▶ [文書抜粋]:
インターネットの普及が進む中、産業分類という「タテ」から、機能分類という「ヨコ」への産業構造の変化が進んできています。今後の産業構造はタテ(各産業)とヨコ(機能)が密に連携するメッシュ構造になっていくと考えられます。
そして、「目的に合わせて、ヨコの階層ごとに最適なものを組み合わせる」というアプローチが大事になっていくのです。
このような産業構造になっていく背景には、デジタル化による2つの変化があります。
- ・「人の活動」の「機能」と「情報」への分離(デカップリング)が大きく進む
- ・目的のために最適なものを組み合わせる(リバンドリング)ようになる
人類は、人の活動を、「機能」と「情報」に分離(デカップリング)させながら生活を豊かにしてきました。これに加えて、デジタル化によってサービスの変化と創出を促し、新たな雇用を生み出すことが期待されます。
また、デジタル化は人の活動要素の分化(アンバンドリング)をもたらしました。これによって、分化されたそれぞれの要素の効率化、組み合わせの複雑化が進みました。今後は、目的に応じて最適な要素を組み合わせること(リバンドリング)が、今まで以上に効果的になります。

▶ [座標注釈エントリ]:
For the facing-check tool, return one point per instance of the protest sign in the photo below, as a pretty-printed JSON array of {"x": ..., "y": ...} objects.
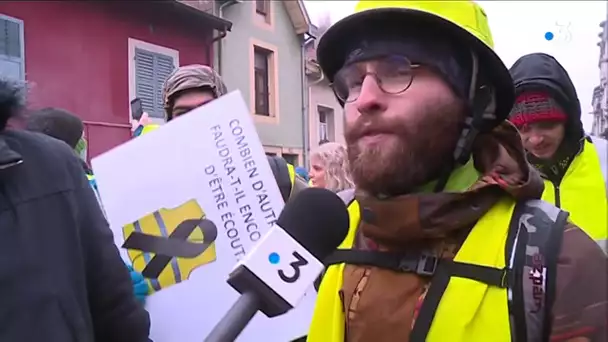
[{"x": 185, "y": 203}]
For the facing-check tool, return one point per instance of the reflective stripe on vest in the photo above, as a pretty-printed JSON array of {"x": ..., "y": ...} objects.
[
  {"x": 468, "y": 311},
  {"x": 583, "y": 191}
]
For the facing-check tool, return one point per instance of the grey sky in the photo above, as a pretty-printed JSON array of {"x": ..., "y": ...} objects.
[{"x": 519, "y": 28}]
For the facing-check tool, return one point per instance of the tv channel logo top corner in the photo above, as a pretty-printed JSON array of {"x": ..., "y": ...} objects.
[{"x": 274, "y": 258}]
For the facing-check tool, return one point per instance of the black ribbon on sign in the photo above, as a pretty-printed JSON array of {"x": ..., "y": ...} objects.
[{"x": 175, "y": 245}]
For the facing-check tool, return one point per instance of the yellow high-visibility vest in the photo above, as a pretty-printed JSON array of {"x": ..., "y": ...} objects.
[
  {"x": 582, "y": 191},
  {"x": 469, "y": 310}
]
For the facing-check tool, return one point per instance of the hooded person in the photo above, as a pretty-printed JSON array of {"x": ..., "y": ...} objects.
[
  {"x": 192, "y": 86},
  {"x": 547, "y": 113},
  {"x": 448, "y": 239},
  {"x": 69, "y": 128},
  {"x": 62, "y": 276}
]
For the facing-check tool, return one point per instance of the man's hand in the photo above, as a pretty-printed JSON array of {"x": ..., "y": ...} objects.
[{"x": 140, "y": 285}]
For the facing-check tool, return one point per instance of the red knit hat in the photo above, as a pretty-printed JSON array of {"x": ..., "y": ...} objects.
[{"x": 531, "y": 107}]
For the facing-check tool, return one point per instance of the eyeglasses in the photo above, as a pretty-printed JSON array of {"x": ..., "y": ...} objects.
[{"x": 394, "y": 75}]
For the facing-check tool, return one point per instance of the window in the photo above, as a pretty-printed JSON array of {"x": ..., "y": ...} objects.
[
  {"x": 291, "y": 158},
  {"x": 262, "y": 81},
  {"x": 11, "y": 48},
  {"x": 326, "y": 124},
  {"x": 261, "y": 7},
  {"x": 151, "y": 71}
]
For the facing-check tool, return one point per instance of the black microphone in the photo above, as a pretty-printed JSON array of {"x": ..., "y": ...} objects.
[{"x": 282, "y": 266}]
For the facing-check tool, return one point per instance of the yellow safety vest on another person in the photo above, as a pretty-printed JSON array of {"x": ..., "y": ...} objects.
[
  {"x": 469, "y": 309},
  {"x": 583, "y": 190}
]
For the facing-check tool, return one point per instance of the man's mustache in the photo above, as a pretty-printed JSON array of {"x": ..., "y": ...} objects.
[{"x": 364, "y": 128}]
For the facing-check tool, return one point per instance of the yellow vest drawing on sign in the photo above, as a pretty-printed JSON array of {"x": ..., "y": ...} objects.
[{"x": 168, "y": 244}]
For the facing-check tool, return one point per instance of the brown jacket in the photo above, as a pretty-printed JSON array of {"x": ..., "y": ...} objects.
[{"x": 381, "y": 305}]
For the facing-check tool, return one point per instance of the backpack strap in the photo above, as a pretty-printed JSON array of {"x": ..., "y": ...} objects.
[
  {"x": 347, "y": 196},
  {"x": 534, "y": 242},
  {"x": 533, "y": 245}
]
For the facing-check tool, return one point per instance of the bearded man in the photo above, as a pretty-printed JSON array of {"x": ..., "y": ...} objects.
[{"x": 448, "y": 239}]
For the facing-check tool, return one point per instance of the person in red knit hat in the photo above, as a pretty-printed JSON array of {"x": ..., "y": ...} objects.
[{"x": 547, "y": 113}]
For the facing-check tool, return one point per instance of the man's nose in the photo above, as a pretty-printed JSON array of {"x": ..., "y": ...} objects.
[{"x": 371, "y": 98}]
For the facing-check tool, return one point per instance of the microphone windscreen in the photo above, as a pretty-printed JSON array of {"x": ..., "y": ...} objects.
[{"x": 317, "y": 218}]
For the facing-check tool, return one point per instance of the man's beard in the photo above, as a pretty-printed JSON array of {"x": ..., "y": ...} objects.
[{"x": 407, "y": 157}]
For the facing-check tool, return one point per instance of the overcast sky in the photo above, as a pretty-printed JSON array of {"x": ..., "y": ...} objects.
[{"x": 519, "y": 28}]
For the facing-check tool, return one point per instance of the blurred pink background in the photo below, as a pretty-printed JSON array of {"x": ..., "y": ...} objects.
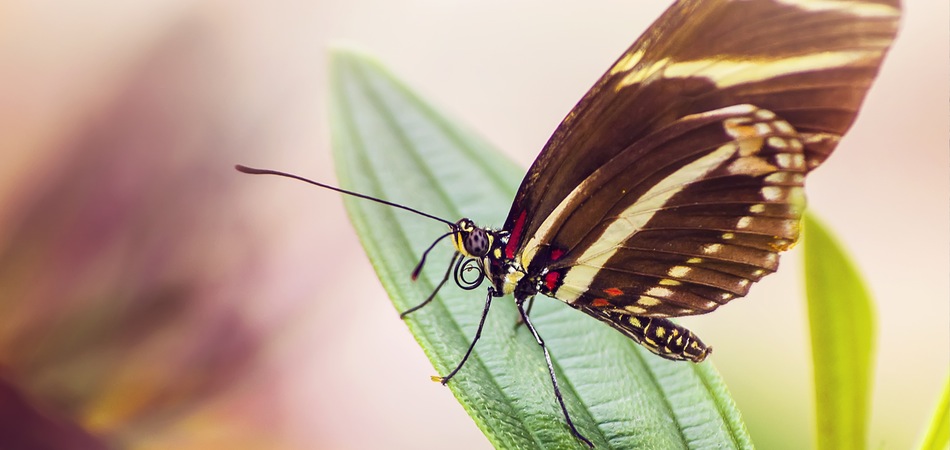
[{"x": 151, "y": 297}]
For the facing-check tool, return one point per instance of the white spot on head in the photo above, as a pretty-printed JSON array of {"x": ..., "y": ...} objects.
[
  {"x": 772, "y": 193},
  {"x": 783, "y": 127},
  {"x": 777, "y": 178},
  {"x": 798, "y": 161},
  {"x": 679, "y": 271},
  {"x": 783, "y": 160}
]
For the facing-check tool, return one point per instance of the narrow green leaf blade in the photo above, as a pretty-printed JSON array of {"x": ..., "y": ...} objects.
[
  {"x": 841, "y": 319},
  {"x": 391, "y": 144},
  {"x": 938, "y": 434}
]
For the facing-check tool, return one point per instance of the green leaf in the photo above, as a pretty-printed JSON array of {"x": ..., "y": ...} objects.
[
  {"x": 938, "y": 435},
  {"x": 841, "y": 318},
  {"x": 389, "y": 143}
]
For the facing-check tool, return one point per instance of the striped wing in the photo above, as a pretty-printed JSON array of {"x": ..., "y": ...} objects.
[{"x": 677, "y": 180}]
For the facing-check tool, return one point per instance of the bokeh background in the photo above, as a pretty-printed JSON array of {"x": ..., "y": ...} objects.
[{"x": 151, "y": 297}]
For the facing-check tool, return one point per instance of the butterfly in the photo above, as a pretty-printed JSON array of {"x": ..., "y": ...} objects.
[{"x": 678, "y": 179}]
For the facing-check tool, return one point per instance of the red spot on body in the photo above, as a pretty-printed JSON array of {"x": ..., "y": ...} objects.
[
  {"x": 551, "y": 279},
  {"x": 515, "y": 237},
  {"x": 600, "y": 303}
]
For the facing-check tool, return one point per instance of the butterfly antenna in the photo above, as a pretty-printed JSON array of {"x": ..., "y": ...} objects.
[{"x": 254, "y": 171}]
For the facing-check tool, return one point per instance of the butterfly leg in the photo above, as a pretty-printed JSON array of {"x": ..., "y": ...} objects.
[
  {"x": 431, "y": 296},
  {"x": 478, "y": 334},
  {"x": 547, "y": 357},
  {"x": 520, "y": 322}
]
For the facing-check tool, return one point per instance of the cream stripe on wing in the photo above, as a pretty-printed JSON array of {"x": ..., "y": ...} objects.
[{"x": 632, "y": 220}]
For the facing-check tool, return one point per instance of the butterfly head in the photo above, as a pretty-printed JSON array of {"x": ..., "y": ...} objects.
[{"x": 470, "y": 240}]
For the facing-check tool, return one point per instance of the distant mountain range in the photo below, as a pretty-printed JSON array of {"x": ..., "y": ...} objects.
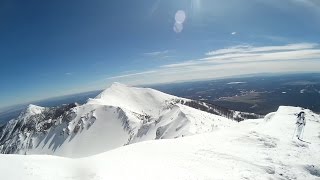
[{"x": 119, "y": 116}]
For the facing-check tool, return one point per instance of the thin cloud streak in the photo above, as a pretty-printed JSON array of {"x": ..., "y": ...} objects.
[
  {"x": 157, "y": 53},
  {"x": 130, "y": 75},
  {"x": 300, "y": 57}
]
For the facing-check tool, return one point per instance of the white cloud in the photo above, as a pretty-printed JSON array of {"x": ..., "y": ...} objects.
[
  {"x": 252, "y": 49},
  {"x": 130, "y": 75},
  {"x": 236, "y": 60},
  {"x": 157, "y": 53}
]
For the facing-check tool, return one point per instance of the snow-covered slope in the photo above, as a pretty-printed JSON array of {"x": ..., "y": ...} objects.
[
  {"x": 119, "y": 116},
  {"x": 253, "y": 149}
]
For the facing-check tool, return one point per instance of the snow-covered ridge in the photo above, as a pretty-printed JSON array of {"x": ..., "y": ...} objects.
[
  {"x": 254, "y": 149},
  {"x": 119, "y": 116}
]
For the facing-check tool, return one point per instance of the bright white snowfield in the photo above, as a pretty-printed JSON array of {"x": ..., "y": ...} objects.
[{"x": 208, "y": 147}]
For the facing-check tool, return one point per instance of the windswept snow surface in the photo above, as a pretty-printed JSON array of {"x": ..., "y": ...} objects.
[{"x": 253, "y": 149}]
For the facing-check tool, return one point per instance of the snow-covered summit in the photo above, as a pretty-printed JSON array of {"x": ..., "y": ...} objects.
[
  {"x": 33, "y": 109},
  {"x": 139, "y": 100},
  {"x": 260, "y": 149},
  {"x": 119, "y": 116}
]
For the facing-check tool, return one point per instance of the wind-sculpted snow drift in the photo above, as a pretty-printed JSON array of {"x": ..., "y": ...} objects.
[{"x": 119, "y": 116}]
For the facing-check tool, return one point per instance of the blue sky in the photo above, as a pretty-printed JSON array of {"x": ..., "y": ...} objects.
[{"x": 62, "y": 47}]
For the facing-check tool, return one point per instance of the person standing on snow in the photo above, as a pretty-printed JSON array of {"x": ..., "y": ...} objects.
[{"x": 301, "y": 122}]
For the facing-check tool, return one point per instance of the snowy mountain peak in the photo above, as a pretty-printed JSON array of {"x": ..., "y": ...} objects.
[
  {"x": 33, "y": 109},
  {"x": 134, "y": 99},
  {"x": 119, "y": 116}
]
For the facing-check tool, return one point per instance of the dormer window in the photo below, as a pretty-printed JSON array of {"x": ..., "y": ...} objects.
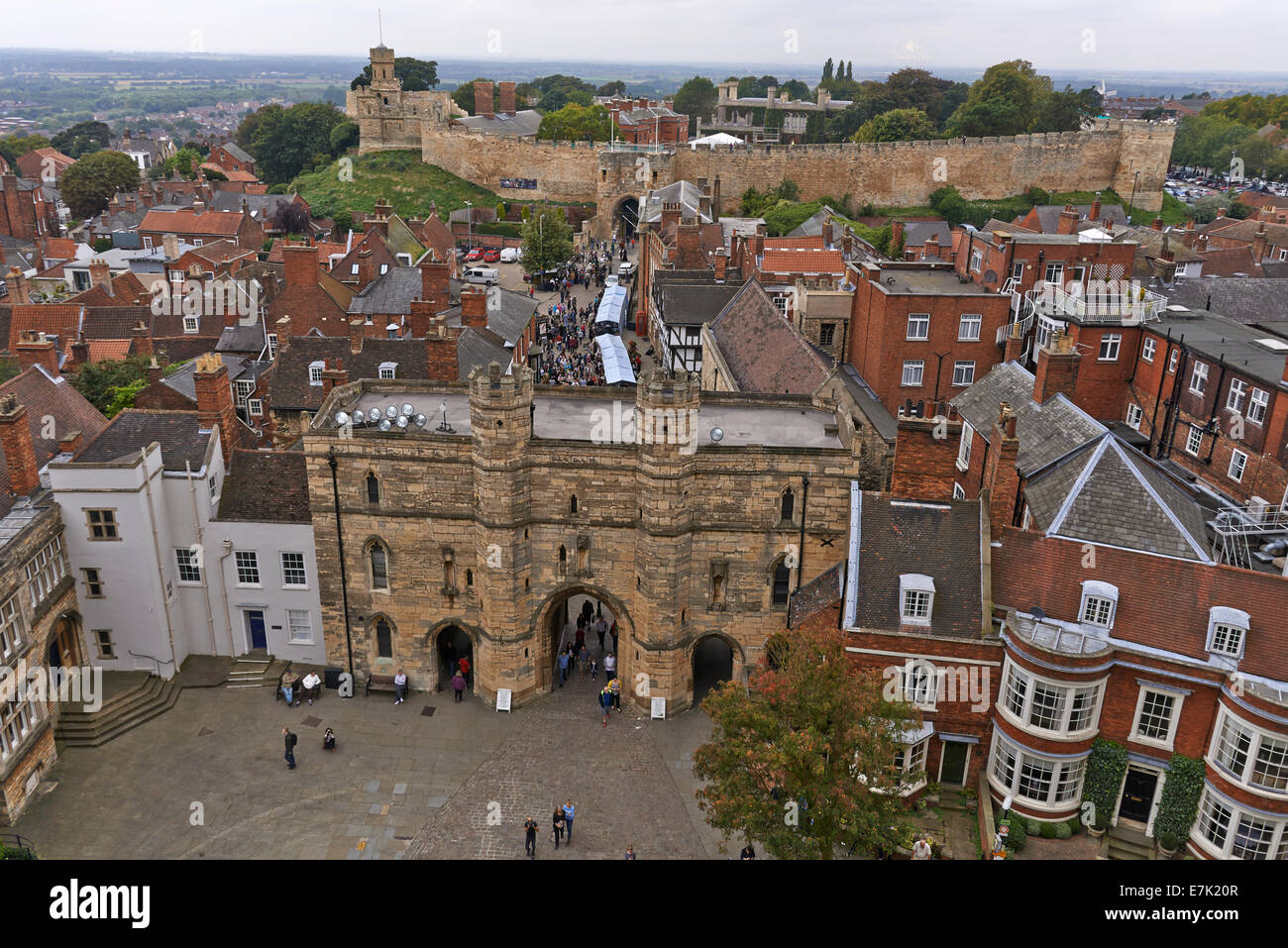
[
  {"x": 915, "y": 599},
  {"x": 1099, "y": 604},
  {"x": 1228, "y": 631}
]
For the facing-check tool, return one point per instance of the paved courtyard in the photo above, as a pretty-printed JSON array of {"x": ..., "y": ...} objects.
[{"x": 206, "y": 780}]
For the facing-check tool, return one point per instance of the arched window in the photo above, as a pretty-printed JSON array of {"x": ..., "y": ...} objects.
[
  {"x": 782, "y": 581},
  {"x": 378, "y": 566},
  {"x": 384, "y": 639}
]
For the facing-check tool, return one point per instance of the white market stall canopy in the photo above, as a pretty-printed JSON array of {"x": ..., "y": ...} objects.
[{"x": 617, "y": 363}]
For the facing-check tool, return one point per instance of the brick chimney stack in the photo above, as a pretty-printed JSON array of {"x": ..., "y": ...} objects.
[
  {"x": 37, "y": 348},
  {"x": 475, "y": 307},
  {"x": 1001, "y": 476},
  {"x": 483, "y": 98},
  {"x": 18, "y": 450},
  {"x": 215, "y": 402},
  {"x": 925, "y": 456},
  {"x": 20, "y": 290},
  {"x": 1057, "y": 369},
  {"x": 301, "y": 265}
]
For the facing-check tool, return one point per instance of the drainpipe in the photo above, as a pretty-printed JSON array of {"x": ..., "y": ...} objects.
[
  {"x": 800, "y": 554},
  {"x": 156, "y": 550},
  {"x": 205, "y": 574},
  {"x": 339, "y": 537}
]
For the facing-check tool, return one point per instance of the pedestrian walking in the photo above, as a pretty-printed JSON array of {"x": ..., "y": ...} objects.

▶ [実施事項]:
a – 産業構造の変化に関する文書抜粋にある「このような産業構造になっていく背景には、デジタル化による2つの変化があります。」という一文を英語に訳しなさい。
b – 産業構造とデジタル化についての文書抜粋を、最後の文の後から書き進めなさい。

▶ [最終結果]:
a – Behind this shift toward such an industrial structure lie two changes brought about by digitalization.

b –
デジタル市場とサービスの進化
デジタル化による産業構造の変化は、市場の進化をもたらします。産業横断で求められる機能が組み込まれ、取引にまつわる機能が高度にデジタル化された、新たな市場になると考えられます。この市場がデジタル市場です。デジタル市場は、取引を媒介する役割も担います。これまで述べた変化にカネの流れが加わるのです。ヒト・モノ・情報・カネの流れが動的に組み合わさることで、さまざまなサービス・活動が実現されるデジタル市場が形成されます。これにより、業界横断・即時・小口・多頻度で取引が行えるようになり、情報の変化に応じた動的な価格決定などが可能になります。
デジタル市場が実現することで、その市場の上で実現されるサービスは、ヒト・モノ・情報・カネの流れを横断して社会価値・経済性を実現していくようになります。情報の流れによってヒト・モノの流れは劇的に効率化すると考えられます。
市場機能が高度にデジタル化していく一方で課題となるのは、利用者がその取引内容を信頼できるかという観点です。これはトラスト(信頼)と呼ばれ、取引に対してトラストがないと判断された場合、市場全体が沈滞化する可能性があります。デジタル市場における取引のトラストを確立する方法を検討する必要が出てきます。